Your objective ▸ List each line in the material below that contains the string "dress", treating uppercase and lowercase as different.

○ ○ ○

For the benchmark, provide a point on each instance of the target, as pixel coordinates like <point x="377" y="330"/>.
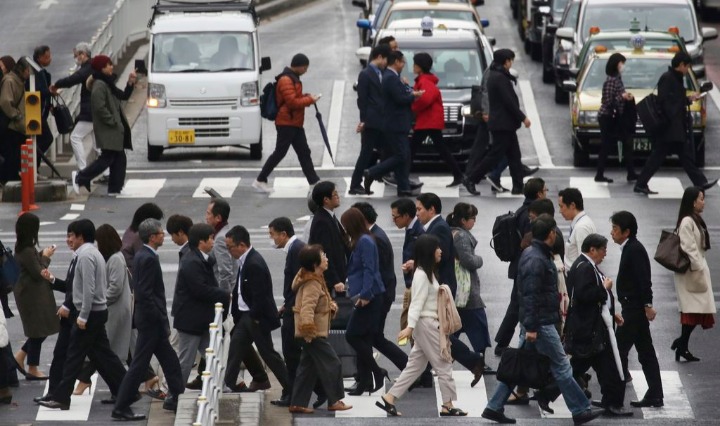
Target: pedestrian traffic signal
<point x="33" y="114"/>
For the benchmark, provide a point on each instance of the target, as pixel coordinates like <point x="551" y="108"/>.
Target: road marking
<point x="333" y="122"/>
<point x="536" y="126"/>
<point x="676" y="406"/>
<point x="224" y="186"/>
<point x="79" y="406"/>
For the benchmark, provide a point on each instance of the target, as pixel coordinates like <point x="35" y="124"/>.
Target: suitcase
<point x="344" y="351"/>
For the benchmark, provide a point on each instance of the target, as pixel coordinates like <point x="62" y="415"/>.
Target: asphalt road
<point x="326" y="33"/>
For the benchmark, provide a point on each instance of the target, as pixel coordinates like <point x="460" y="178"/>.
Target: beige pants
<point x="426" y="349"/>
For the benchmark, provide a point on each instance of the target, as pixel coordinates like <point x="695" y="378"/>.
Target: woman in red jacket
<point x="430" y="116"/>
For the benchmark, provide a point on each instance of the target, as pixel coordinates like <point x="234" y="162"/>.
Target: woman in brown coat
<point x="314" y="308"/>
<point x="33" y="295"/>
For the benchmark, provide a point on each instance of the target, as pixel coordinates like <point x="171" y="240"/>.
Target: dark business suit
<point x="255" y="325"/>
<point x="371" y="103"/>
<point x="153" y="328"/>
<point x="634" y="289"/>
<point x="397" y="125"/>
<point x="327" y="231"/>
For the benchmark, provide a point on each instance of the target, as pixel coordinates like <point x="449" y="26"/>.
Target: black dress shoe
<point x="497" y="417"/>
<point x="127" y="415"/>
<point x="648" y="402"/>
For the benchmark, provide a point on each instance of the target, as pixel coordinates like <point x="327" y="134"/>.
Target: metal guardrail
<point x="209" y="400"/>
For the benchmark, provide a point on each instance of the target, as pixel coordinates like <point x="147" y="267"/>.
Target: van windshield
<point x="203" y="52"/>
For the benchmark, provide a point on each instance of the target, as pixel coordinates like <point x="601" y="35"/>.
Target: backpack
<point x="506" y="237"/>
<point x="268" y="102"/>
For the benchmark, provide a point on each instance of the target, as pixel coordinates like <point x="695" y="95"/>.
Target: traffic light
<point x="33" y="114"/>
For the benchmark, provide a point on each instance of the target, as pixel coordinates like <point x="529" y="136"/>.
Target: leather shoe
<point x="127" y="415"/>
<point x="648" y="402"/>
<point x="497" y="416"/>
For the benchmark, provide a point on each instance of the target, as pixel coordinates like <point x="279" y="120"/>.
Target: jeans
<point x="548" y="344"/>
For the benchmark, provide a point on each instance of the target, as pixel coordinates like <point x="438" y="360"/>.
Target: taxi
<point x="643" y="69"/>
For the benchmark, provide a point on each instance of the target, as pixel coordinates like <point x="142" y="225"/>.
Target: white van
<point x="203" y="78"/>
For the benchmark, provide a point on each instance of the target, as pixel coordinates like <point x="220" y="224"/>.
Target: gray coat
<point x="465" y="244"/>
<point x="112" y="131"/>
<point x="119" y="301"/>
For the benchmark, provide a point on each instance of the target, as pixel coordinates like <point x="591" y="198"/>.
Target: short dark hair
<point x="543" y="225"/>
<point x="282" y="224"/>
<point x="238" y="234"/>
<point x="404" y="206"/>
<point x="595" y="241"/>
<point x="428" y="200"/>
<point x="321" y="191"/>
<point x="532" y="187"/>
<point x="178" y="223"/>
<point x="220" y="208"/>
<point x="367" y="210"/>
<point x="572" y="195"/>
<point x="625" y="221"/>
<point x="199" y="232"/>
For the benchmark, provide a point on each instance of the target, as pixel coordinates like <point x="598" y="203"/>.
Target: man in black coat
<point x="371" y="103"/>
<point x="505" y="118"/>
<point x="634" y="290"/>
<point x="196" y="294"/>
<point x="676" y="135"/>
<point x="255" y="315"/>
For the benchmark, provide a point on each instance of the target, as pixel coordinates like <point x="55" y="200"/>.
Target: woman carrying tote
<point x="694" y="289"/>
<point x="424" y="327"/>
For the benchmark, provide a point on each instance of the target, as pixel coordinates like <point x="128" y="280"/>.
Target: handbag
<point x="63" y="119"/>
<point x="524" y="367"/>
<point x="669" y="253"/>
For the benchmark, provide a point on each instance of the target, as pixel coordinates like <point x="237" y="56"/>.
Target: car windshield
<point x="639" y="73"/>
<point x="455" y="68"/>
<point x="203" y="52"/>
<point x="652" y="17"/>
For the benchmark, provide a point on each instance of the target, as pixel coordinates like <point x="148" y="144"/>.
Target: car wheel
<point x="154" y="152"/>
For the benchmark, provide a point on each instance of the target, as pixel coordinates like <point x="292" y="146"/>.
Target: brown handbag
<point x="669" y="253"/>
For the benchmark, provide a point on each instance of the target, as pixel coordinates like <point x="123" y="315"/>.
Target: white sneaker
<point x="263" y="187"/>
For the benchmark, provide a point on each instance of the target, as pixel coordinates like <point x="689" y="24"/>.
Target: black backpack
<point x="506" y="237"/>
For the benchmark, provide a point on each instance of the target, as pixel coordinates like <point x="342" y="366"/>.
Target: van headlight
<point x="156" y="96"/>
<point x="249" y="94"/>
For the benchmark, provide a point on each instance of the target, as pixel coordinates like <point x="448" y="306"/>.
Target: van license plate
<point x="181" y="137"/>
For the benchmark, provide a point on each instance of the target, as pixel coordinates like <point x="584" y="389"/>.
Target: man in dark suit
<point x="371" y="103"/>
<point x="151" y="320"/>
<point x="327" y="231"/>
<point x="255" y="315"/>
<point x="634" y="289"/>
<point x="397" y="125"/>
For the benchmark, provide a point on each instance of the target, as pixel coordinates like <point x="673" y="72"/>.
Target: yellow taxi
<point x="640" y="76"/>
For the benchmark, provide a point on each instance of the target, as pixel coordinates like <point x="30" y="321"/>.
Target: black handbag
<point x="524" y="367"/>
<point x="63" y="119"/>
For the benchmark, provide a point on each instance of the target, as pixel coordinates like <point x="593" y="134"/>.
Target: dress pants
<point x="93" y="343"/>
<point x="686" y="150"/>
<point x="288" y="136"/>
<point x="426" y="349"/>
<point x="636" y="332"/>
<point x="245" y="333"/>
<point x="318" y="364"/>
<point x="153" y="339"/>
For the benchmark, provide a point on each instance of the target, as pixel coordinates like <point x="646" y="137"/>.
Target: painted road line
<point x="535" y="127"/>
<point x="676" y="406"/>
<point x="590" y="188"/>
<point x="363" y="405"/>
<point x="142" y="188"/>
<point x="333" y="122"/>
<point x="472" y="400"/>
<point x="79" y="406"/>
<point x="224" y="186"/>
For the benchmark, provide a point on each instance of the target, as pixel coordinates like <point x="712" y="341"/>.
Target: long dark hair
<point x="424" y="255"/>
<point x="26" y="231"/>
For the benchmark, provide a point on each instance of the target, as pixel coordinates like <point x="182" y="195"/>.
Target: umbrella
<point x="324" y="132"/>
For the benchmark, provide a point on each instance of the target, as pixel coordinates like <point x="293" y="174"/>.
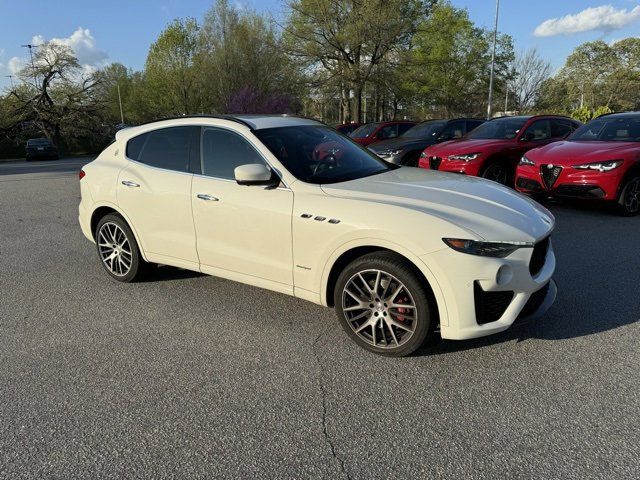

○ ○ ○

The result ▸
Target: black dress shoe
Target: dress pants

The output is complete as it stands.